• SELECTED EXCERPT:
>> Begin

[HN Gopher] Coqui.ai TTS: A Deep Learning Toolkit for Text-to-Sp...
___________________________________________________________________
Coqui.ai TTS: A Deep Learning Toolkit for Text-to-Speech
Author : stefankuehnel
Score : 111 points
Date : 2024-06-11 16:25 UTC (6 hours ago)
(HTM) web link (github.com)
(TXT) w3m dump (github.com)
| spacemanspiff01 wrote:
| I believe the company behind this shit down at the end of 2023
| giancarlostoro wrote:
| One of my favorite typos. ;) Also coqui is a frog in Puerto
| Rico (that wound up in Hawaii, sneaking into someone's luggage
| or something to that effect), when you hear them at night, what
| you are hearing is their mating call if I remember correctly.
| Jayakumark wrote:
| Its good except for license.
| sa-code wrote:
| Is the license still relevant if the company has shut down?
| cal85 wrote:
| Yes
| marcooliv wrote:
| how?

>> End

• GIVEN MATERIAL:
>> Begin

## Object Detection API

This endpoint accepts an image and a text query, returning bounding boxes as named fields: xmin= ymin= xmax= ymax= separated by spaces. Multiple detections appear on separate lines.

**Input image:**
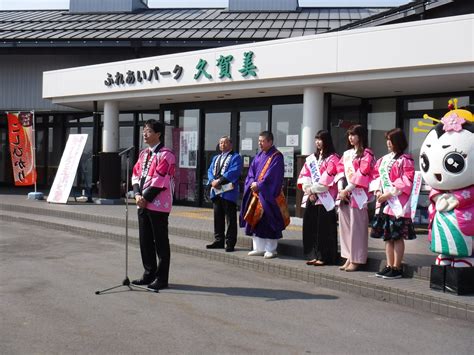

>> End

• PROBLEMS TO WORK ON:
- A) According to the Coqui TTS thread, what is a coqui in Puerto Rico?
- B) Proceed with the Coqui TTS thread, writing the replies that come after its last post.
The data above is separate material and does not belong to the Coqui TTS thread.

• THE ANSWERS:
- A) A frog.

- B)
| dlx wrote:
| The license forbids commercial use unless you buy a
| license. The problem is, no one seems to be selling one
| ;)
| nishithfolly wrote:
| This was a great team. Sad to see they had to shut down.
| modeless wrote:
| XTTSv2 is only slightly behind StyleTTS 2 near the top of the TTS
| Arena leaderboard, though they are both far behind Eleven Labs:
| https://huggingface.co/spaces/TTS-AGI/TTS-Arena
|
| Personally I prefer StyleTTS 2, and it has a better license. But
| XTTSv2 has a streaming mode with pretty low latency which is
| nice. I did run into hallucination issues though. It will
| hallucinate nonsense words or insert extra syllables in words,
| pretty frequently.
|
| As others mentioned they shut down so there won't be any updates
| to XTTS.
| eginhard wrote:
| They just shared the paper for XTTS, which got accepted to
| Interspeech and might be the reason for this being posted now:
| https://arxiv.org/abs/2406.04904
| jsemrau wrote:
| Interesting. I got quite good results for my longform substack
| by combining xTTS2 with Nvidia's Nemo.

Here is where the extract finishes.